___ DATA TO EXAMINE

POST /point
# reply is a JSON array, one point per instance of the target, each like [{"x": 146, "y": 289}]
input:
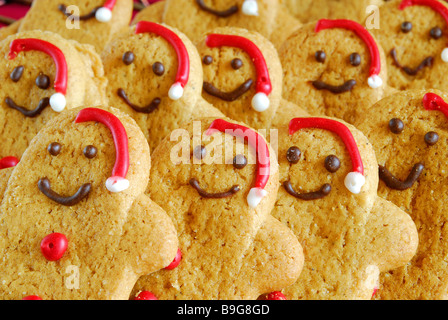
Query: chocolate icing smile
[
  {"x": 222, "y": 14},
  {"x": 323, "y": 192},
  {"x": 45, "y": 187},
  {"x": 90, "y": 15},
  {"x": 347, "y": 86},
  {"x": 227, "y": 96},
  {"x": 427, "y": 62},
  {"x": 43, "y": 103},
  {"x": 392, "y": 182},
  {"x": 148, "y": 109},
  {"x": 195, "y": 184}
]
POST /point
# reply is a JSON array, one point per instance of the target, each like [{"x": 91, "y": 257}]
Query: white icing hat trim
[
  {"x": 250, "y": 8},
  {"x": 260, "y": 102},
  {"x": 375, "y": 81},
  {"x": 354, "y": 182},
  {"x": 58, "y": 102},
  {"x": 444, "y": 55},
  {"x": 176, "y": 91},
  {"x": 254, "y": 197},
  {"x": 117, "y": 184},
  {"x": 103, "y": 14}
]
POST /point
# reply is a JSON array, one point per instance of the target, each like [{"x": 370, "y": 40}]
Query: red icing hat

______

- ABOUT THIS EXERCISE: The result should be every line of the material that contains the word "like", so copy those lines.

- SOLUTION TO THIS TASK:
# reply is a JSON array, one point per instance of the target, each like [{"x": 146, "y": 289}]
# reply is a JSON array, one point per instance of the target, each like [{"x": 91, "y": 257}]
# reply is a JSON array, one point per instance of the target, each like [{"x": 370, "y": 40}]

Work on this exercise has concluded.